**PROBLEM 1**
Copy the entries below word for word, starting at the first entry and ending with the line that contains "POLYGON ((176 80, 116", with that line included.

**GIVEN PASSAGE**

## Begin

His basic strategy is this: ALWAYS agree with your partner. That means if s/he says, "I want a divorce", you should agree. The theory is that ... well, here are his words:

"Always agree.

If you talk about where they are wrong, they become more wrong. And if you talk about where they are right, they immediately become less wrong.

See, most people don't know that if you agree and sound sincere to the other person, do not defend yourself, do not explain yourself, they will defend you.

They will reverse their position.

Amazing!

It works like magic!

A person says, 'You know, I want a divorce.'

'I understand. I agree.'

It looks [like] you're moving faster toward a divorce, but you're getting at the roots of why they want a divorce. They want a divorce because you're always disagreeing with them.

They do not want a divorce from somebody who's always pleasant and is always seeing their side and always agreeing with them.

That's not the person they're pulling away from.

They're pulling away from the person who disagrees with them.

People don't want to be married to somebody who's holding a gun on them.

'You owe me love because we're married. You've got to love me because we're married.'

No, no. You've got to get rid of the hostility before their good feelings can show. And their hostility may seem to you like it's totally independent of anything that you do.

No!

You are supporting their negativism by your attitude of needing and pressuring and whining and complaining, and trying to argue for your way.

Just enthusiastically see it their way.

You're happy to do whatever they want.

Wow! That takes the props totally out from under their hostility. And so we want to continue this attitude.

## End

**PROBLEM 2**
Carry on the passage about always agreeing with one's partner from the point where it stops.

[Extracted data entries]
## Begin

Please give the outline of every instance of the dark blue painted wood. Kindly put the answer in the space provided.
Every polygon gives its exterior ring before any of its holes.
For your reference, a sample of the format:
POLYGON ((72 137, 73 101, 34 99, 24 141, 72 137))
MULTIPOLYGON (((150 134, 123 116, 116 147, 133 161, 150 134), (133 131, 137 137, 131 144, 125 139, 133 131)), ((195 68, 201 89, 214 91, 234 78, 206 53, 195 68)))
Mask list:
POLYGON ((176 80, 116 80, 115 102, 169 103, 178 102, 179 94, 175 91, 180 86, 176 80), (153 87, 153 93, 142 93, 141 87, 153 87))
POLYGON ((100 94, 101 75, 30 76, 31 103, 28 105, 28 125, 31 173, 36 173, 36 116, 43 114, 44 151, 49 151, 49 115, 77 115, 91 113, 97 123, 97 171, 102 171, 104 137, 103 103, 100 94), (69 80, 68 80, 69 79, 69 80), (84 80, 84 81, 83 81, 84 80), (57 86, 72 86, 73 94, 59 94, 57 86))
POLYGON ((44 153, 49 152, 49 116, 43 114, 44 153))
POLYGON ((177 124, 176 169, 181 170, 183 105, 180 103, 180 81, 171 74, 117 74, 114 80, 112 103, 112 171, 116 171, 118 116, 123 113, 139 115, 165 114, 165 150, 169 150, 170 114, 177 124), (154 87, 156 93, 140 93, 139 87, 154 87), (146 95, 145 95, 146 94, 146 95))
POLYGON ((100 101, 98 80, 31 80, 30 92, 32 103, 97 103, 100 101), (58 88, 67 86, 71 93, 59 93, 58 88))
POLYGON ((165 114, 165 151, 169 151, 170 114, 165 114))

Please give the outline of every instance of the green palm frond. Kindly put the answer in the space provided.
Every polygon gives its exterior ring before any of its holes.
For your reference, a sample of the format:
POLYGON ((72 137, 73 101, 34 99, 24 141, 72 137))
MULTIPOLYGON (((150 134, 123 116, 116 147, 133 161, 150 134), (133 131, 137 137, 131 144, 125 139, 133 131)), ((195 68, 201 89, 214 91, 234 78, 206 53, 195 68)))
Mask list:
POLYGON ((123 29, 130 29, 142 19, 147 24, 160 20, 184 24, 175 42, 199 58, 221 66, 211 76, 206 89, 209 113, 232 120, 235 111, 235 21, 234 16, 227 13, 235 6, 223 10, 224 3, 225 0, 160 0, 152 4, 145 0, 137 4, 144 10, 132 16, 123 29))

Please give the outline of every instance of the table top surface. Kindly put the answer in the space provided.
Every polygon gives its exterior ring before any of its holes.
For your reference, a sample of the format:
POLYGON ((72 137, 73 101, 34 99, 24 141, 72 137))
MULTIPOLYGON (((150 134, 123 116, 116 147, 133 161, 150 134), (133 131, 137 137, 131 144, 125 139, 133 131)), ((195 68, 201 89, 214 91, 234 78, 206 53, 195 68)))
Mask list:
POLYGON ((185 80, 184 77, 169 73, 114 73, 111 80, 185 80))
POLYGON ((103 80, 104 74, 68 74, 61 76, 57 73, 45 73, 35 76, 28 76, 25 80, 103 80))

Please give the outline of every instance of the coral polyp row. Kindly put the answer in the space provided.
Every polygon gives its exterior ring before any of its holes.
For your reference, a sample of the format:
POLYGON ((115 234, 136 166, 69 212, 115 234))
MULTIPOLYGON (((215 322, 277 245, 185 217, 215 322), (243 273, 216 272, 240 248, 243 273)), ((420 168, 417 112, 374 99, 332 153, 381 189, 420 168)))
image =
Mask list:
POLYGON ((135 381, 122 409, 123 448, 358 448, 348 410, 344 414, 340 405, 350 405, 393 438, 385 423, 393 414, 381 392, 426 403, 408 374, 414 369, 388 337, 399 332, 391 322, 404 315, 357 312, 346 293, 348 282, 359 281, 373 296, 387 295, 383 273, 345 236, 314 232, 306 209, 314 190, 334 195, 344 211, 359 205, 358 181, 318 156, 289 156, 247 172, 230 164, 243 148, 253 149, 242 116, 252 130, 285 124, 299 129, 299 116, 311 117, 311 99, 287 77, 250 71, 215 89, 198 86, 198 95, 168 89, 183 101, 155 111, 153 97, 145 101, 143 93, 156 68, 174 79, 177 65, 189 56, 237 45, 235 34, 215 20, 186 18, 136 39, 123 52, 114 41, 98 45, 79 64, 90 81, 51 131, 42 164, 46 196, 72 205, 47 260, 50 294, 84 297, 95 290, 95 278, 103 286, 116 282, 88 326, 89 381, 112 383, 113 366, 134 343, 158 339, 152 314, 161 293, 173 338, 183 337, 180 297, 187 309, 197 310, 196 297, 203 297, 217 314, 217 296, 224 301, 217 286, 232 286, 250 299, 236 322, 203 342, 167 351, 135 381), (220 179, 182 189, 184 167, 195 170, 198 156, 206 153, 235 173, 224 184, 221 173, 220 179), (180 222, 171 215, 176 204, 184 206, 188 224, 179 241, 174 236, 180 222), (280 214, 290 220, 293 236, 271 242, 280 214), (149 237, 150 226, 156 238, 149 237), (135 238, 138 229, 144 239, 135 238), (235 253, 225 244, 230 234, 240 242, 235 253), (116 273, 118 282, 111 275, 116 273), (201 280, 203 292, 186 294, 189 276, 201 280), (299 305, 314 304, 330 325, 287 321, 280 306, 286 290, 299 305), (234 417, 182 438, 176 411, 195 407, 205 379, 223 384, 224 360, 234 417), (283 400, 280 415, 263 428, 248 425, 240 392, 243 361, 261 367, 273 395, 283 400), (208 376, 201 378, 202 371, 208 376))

## End

**EXERCISE RESPONSE 1**
Please give the outline of every instance of the dark blue painted wood. Kindly put the answer in the space provided.
Every polygon gives its exterior ring before any of its holes.
For your reference, a sample of the format:
POLYGON ((72 137, 73 101, 34 99, 24 141, 72 137))
MULTIPOLYGON (((150 134, 123 116, 116 147, 133 161, 150 134), (133 131, 137 137, 131 144, 125 139, 133 131)), ((195 68, 201 89, 214 91, 234 78, 206 53, 195 68)))
Mask list:
POLYGON ((176 80, 116 80, 115 102, 169 103, 178 102, 179 94, 175 91, 180 86, 176 80), (153 87, 153 93, 142 93, 141 87, 153 87))

**EXERCISE RESPONSE 2**
You are acting secure now.

When you say, 'You're the only one that I can love, you're the only one that I can be happy with, you're the only one' you're really saying, 'I'm a pea-brain. I can't really see that the world is full of beautiful women or good looking men. I can't see that. I don't have any confidence at all. Don't you want me?'

No, they don't.

'I have no self-esteem, no nothing. Don't you want me?'

And the answer is no.
"

Seems pretty goofy, doesn't it? Always agree with your partner? My wife has specifically told me that she doesn't want a Yes-man. Nobody does. I don't think that's really the point of what he's saying, however. I think what it ultimately boils down to is being unthreatening. Making him/her comfortable. Anyway, I can go on and on, but that's my impression.

Of course there's a lot more to his book. I just found that strategy particularly intriguing.

Anyway, the purpose of this post is to see if anyone has read this book. I ask because the e-book version sells for $80(!) and the print version runs for $100(!!). Before I invested that kind of money into a book, I thought I'd find out if it's worth it. Thanks.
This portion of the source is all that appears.